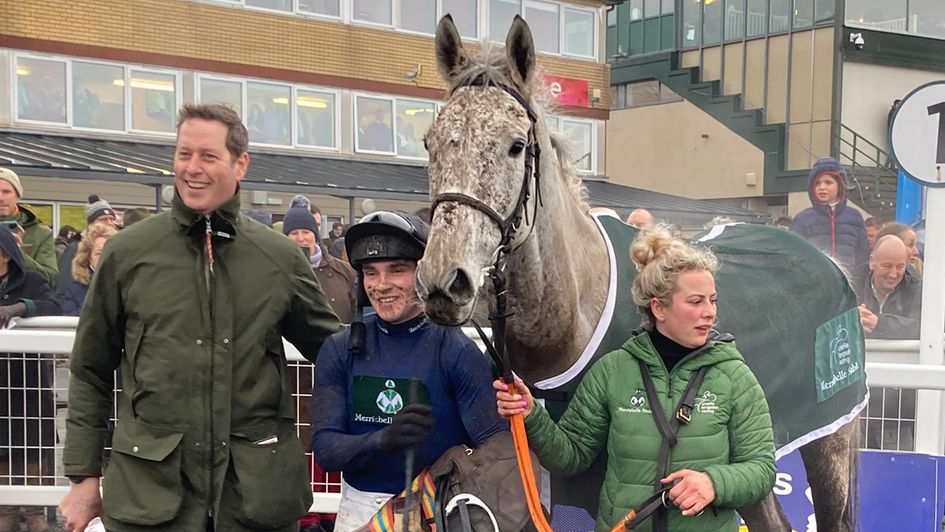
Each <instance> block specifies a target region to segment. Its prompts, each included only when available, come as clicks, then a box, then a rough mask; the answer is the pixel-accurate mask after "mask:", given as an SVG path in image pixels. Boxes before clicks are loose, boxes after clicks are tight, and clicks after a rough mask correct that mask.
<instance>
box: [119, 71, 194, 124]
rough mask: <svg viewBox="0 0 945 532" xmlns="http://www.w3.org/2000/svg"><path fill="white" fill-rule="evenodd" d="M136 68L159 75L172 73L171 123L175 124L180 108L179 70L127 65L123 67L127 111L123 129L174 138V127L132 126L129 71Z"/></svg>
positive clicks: (181, 96) (130, 77) (129, 75)
mask: <svg viewBox="0 0 945 532" xmlns="http://www.w3.org/2000/svg"><path fill="white" fill-rule="evenodd" d="M133 70H137V71H138V72H143V73H146V74H161V75H172V76H174V117H173V120H172V125H173V124H176V121H177V120H176V117H177V111H178V110H179V109H180V107H181V105H182V104H183V94H182V93H183V90H182V86H181V72H180V71H179V70H171V69H166V68H159V67H150V66H143V65H127V66H126V67H125V94H126V98H125V101H126V104H125V105H126V110H125V112H126V113H127V115H126V116H127V117H128V118H127V120H128V121H127V122H126V123H125V131H126V132H128V133H135V134H141V135H156V136H161V137H169V138H174V137H176V136H177V131H176V129H177V128H176V127H172V129H174V131H154V130H150V129H138V128H135V127H134V102H133V101H132V99H131V77H132V75H131V72H132V71H133Z"/></svg>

> [The problem]: Please print every record exactly as written, without the pictures.

> [Solution to the exercise]:
Each <instance> block specifies a target region to segment. Its prompts, each included only when available, come as clicks, then a box, then a rough mask; the answer is the pixel-accurate mask after "mask:", given as an SVG path in image pixels. Boxes before clicks are loose, boxes after clicks are tight, and clicks after a rough mask correct that mask.
<instance>
box: [119, 71, 194, 124]
rough mask: <svg viewBox="0 0 945 532" xmlns="http://www.w3.org/2000/svg"><path fill="white" fill-rule="evenodd" d="M136 68L159 75L172 73L171 123L175 124L180 108L179 70L127 65L123 67L127 111L123 129L174 138V127L132 126L129 71Z"/></svg>
positive clicks: (181, 96) (130, 77) (129, 75)
mask: <svg viewBox="0 0 945 532" xmlns="http://www.w3.org/2000/svg"><path fill="white" fill-rule="evenodd" d="M133 70H137V71H138V72H143V73H146V74H161V75H172V76H174V117H173V120H172V125H173V124H176V121H177V120H176V117H177V111H178V110H179V109H180V107H181V105H182V104H183V94H182V93H183V90H182V86H181V72H180V71H179V70H171V69H166V68H159V67H150V66H143V65H127V66H126V67H125V94H126V98H125V101H126V104H125V105H126V110H125V112H126V113H127V115H126V116H127V117H128V118H127V120H128V121H127V122H126V123H125V131H126V132H128V133H135V134H141V135H156V136H161V137H169V138H174V137H176V136H177V131H176V129H177V128H176V127H172V129H174V131H154V130H150V129H138V128H135V127H134V102H133V101H132V99H131V77H132V75H131V72H132V71H133Z"/></svg>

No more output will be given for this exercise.